* [REQUIRED TASK]:
List each line in the data below that contains the string "white", copying the lines in full. Case matters.

Start of RECORD LIST

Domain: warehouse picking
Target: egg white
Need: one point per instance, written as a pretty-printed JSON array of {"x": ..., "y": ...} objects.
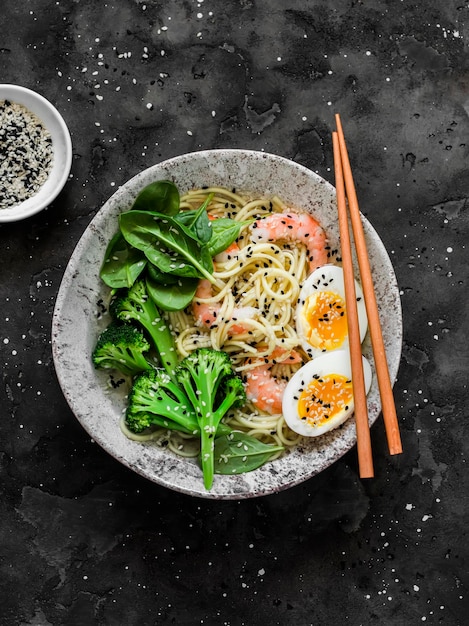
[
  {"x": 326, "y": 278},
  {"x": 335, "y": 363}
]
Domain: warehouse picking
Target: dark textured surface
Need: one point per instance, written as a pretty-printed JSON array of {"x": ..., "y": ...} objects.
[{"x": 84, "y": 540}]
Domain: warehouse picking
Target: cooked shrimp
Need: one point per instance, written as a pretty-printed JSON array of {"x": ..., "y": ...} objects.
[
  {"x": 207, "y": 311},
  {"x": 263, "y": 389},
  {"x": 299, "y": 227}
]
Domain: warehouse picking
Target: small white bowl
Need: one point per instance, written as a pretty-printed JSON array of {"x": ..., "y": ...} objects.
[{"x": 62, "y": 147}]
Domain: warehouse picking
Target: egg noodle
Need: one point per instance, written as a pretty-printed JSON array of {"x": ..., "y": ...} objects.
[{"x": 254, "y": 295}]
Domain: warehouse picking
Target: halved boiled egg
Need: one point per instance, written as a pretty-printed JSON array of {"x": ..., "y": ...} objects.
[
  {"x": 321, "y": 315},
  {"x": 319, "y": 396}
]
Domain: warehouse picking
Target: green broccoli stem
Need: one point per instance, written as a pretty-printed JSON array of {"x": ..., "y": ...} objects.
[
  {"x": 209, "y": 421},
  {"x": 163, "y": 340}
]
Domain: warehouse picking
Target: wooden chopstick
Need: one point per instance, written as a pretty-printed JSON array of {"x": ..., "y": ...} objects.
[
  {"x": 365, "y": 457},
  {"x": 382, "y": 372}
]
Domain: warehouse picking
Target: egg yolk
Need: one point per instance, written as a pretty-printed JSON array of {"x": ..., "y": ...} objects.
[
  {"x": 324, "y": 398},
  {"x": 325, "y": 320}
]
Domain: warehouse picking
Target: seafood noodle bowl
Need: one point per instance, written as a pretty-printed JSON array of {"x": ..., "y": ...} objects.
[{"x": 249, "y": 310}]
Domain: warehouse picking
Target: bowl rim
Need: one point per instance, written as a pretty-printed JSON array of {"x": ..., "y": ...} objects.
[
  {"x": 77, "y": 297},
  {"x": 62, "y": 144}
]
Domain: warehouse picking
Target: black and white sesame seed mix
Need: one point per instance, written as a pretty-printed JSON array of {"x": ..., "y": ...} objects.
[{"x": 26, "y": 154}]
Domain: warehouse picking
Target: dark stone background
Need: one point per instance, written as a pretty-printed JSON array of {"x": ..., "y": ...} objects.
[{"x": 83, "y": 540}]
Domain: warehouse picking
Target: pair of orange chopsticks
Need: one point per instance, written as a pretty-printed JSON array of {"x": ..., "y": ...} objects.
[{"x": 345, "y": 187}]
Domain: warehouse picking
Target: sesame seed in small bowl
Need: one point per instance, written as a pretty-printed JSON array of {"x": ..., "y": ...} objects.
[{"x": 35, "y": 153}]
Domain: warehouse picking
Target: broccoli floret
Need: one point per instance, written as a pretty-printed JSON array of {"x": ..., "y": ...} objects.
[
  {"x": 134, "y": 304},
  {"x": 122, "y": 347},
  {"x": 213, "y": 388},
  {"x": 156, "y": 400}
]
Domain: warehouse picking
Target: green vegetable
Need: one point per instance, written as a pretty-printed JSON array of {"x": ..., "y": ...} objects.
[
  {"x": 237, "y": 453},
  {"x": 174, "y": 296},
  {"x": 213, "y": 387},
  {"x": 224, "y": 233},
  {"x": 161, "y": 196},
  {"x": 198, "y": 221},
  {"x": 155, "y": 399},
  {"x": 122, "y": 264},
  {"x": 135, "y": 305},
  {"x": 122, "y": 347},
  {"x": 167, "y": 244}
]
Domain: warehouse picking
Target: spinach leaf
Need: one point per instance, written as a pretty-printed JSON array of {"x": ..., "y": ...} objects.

End of RECORD LIST

* [EXERCISE ANSWER]:
Target: egg white
Target: small white bowl
Target: black and white sesame seed mix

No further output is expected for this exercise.